## WORK ITEM
From the records below, print exactly the lines starting at the one containing "Target: small plant in pot" and ending at the one containing "x=725 y=600", ends included, and nothing else.

## DATA
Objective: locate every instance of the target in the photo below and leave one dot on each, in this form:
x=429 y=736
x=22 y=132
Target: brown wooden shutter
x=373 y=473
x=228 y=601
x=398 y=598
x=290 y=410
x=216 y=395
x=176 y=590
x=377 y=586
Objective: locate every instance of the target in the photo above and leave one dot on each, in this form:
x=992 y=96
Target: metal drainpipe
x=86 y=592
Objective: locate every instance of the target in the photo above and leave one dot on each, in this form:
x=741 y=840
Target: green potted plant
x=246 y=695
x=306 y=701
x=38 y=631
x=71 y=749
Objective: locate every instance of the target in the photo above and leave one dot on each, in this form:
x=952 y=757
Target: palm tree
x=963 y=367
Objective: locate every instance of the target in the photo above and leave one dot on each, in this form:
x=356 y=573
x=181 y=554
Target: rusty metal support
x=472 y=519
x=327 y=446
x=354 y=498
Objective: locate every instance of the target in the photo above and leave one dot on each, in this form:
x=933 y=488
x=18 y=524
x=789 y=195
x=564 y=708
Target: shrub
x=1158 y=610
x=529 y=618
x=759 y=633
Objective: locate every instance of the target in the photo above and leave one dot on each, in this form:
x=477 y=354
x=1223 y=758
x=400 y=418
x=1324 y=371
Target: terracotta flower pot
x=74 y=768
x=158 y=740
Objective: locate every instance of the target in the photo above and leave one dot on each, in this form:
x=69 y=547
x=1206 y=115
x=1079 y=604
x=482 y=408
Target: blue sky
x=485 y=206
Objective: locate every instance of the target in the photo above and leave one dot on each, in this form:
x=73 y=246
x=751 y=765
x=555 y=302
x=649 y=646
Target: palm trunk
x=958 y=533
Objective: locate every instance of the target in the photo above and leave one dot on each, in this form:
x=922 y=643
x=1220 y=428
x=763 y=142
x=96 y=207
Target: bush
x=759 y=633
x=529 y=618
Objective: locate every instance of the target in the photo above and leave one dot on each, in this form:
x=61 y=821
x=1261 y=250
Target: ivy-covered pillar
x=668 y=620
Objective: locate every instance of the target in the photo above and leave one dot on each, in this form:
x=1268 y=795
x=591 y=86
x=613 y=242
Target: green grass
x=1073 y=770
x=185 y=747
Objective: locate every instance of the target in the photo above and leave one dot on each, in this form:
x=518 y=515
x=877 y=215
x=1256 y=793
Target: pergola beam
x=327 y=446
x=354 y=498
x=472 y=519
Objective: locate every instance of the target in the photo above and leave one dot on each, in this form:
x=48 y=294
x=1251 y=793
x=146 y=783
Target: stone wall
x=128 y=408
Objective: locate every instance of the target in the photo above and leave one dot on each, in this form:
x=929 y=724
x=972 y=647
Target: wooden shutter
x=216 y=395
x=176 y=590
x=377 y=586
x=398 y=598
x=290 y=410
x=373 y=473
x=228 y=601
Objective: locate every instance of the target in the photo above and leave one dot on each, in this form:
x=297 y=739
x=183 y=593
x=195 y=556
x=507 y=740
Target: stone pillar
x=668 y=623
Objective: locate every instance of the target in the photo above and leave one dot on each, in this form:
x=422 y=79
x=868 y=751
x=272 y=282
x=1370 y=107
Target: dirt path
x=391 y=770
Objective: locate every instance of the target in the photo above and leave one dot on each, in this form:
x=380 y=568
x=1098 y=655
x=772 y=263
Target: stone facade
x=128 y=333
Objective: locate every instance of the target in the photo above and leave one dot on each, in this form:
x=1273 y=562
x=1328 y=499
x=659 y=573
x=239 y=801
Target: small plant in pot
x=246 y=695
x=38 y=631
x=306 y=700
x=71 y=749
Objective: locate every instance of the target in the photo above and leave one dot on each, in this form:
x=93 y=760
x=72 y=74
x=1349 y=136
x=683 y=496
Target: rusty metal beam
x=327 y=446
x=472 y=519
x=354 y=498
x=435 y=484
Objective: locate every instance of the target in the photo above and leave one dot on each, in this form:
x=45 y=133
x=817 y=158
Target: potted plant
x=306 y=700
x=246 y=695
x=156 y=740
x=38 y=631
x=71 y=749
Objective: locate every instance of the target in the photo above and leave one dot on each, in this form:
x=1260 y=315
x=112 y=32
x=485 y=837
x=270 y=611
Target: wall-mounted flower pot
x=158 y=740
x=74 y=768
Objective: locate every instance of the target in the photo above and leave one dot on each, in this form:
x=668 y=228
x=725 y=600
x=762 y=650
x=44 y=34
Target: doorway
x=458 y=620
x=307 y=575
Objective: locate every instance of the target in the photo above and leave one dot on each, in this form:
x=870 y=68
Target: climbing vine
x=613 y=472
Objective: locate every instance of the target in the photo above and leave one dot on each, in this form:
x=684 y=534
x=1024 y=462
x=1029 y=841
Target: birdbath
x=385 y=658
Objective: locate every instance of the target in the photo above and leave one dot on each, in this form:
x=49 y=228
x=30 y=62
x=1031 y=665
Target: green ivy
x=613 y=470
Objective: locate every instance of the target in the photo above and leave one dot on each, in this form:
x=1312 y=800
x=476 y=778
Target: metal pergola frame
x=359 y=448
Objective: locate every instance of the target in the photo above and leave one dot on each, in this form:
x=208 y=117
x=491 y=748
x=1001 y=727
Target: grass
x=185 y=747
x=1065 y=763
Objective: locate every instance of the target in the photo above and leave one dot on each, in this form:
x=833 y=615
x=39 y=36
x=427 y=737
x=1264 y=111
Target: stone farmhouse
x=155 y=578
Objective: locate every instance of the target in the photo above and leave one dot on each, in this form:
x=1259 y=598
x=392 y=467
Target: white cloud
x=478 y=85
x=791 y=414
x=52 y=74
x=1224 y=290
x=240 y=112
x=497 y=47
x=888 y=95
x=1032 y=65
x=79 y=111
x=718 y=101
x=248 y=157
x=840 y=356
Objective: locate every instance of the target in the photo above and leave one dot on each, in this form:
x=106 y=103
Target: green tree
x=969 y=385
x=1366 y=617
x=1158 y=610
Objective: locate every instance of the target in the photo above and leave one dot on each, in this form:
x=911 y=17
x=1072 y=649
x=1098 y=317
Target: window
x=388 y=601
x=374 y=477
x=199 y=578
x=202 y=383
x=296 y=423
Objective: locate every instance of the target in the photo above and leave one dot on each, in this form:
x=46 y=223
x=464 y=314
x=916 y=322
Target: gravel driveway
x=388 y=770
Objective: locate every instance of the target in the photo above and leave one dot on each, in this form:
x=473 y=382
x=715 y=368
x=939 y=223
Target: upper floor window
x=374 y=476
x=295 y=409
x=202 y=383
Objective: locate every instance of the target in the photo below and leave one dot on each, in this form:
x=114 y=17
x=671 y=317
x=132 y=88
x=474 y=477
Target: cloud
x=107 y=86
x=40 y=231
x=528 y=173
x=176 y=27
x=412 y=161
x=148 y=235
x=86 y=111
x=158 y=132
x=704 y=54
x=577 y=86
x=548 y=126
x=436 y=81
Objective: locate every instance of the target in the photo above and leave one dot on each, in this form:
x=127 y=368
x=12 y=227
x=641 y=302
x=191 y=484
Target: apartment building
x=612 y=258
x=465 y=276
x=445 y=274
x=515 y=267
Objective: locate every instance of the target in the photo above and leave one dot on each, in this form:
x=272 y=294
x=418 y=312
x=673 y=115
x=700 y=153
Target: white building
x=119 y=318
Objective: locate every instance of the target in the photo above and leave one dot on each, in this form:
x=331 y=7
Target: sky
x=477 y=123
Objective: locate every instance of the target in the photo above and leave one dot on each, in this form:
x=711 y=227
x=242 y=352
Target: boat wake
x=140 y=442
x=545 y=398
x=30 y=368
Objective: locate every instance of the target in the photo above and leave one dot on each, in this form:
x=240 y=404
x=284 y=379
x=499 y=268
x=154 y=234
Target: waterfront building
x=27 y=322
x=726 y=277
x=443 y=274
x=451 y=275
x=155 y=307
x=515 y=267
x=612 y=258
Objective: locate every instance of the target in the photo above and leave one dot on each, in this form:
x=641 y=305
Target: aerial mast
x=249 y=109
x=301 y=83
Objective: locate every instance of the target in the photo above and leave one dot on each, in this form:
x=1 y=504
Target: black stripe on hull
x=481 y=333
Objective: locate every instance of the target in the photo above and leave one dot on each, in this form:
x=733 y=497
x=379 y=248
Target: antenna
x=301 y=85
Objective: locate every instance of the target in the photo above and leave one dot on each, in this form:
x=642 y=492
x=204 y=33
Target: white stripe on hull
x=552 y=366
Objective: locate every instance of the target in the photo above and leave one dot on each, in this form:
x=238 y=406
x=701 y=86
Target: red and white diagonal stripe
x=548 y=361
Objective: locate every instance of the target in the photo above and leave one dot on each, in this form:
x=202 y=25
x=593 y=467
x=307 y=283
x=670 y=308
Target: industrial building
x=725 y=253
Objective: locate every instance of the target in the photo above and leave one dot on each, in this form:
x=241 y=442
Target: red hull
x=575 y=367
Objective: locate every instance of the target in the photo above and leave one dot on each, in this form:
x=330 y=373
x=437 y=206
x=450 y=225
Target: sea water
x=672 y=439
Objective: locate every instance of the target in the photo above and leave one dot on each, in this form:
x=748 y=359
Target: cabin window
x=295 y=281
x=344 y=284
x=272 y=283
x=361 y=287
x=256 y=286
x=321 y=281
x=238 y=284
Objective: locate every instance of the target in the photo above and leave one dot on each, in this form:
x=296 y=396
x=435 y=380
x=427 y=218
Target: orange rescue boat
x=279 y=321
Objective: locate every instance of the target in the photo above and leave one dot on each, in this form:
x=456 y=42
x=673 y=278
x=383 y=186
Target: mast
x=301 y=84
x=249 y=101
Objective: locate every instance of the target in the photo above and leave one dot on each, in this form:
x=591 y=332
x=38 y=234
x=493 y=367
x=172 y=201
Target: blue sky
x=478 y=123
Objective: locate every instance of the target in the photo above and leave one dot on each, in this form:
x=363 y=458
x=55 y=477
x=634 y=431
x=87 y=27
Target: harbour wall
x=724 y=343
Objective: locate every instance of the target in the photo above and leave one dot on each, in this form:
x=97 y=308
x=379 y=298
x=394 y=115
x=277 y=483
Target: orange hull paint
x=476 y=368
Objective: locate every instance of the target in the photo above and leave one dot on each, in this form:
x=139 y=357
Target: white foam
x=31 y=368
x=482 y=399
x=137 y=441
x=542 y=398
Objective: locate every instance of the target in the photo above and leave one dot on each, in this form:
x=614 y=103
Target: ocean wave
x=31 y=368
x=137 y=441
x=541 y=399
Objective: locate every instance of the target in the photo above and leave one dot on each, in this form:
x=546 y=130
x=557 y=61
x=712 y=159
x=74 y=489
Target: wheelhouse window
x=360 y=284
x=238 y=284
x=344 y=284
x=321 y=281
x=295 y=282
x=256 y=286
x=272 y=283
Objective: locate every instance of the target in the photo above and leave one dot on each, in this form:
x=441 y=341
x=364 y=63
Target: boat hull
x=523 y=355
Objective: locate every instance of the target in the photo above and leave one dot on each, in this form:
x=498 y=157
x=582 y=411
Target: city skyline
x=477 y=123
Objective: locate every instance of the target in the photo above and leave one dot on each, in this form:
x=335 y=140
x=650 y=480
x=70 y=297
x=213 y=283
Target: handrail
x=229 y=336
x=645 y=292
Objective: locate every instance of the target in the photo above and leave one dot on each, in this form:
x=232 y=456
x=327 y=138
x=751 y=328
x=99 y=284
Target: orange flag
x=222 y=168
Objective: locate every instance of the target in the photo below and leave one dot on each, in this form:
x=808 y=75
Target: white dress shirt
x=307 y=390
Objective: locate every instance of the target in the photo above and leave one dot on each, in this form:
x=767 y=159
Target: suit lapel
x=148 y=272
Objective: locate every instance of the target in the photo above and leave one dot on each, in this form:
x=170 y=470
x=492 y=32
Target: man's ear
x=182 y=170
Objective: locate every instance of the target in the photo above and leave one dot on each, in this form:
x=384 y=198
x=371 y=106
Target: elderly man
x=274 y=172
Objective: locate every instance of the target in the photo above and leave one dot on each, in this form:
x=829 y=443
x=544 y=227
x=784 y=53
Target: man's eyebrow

## ANSWER AREA
Target: small plant in pot
x=246 y=695
x=38 y=631
x=306 y=700
x=71 y=749
Objective: locate every instance of the target in the photo above and leave one dot on each, in this form:
x=93 y=760
x=72 y=74
x=1349 y=136
x=683 y=496
Target: rusty metal beam
x=327 y=446
x=472 y=519
x=354 y=498
x=435 y=484
Objective: locate every instance of the target in the photo above and leave one dot on each, in this form:
x=45 y=133
x=817 y=158
Target: potted plant
x=306 y=700
x=246 y=695
x=156 y=740
x=38 y=631
x=71 y=749
Objective: locate every instance of the target in the photo above and leave one dot on each, in this form:
x=1260 y=315
x=112 y=32
x=485 y=837
x=270 y=611
Target: wall-mounted flower pot
x=158 y=740
x=74 y=768
Objective: locate every instance of the target in the photo above and leave one dot on each, in this form:
x=668 y=228
x=725 y=600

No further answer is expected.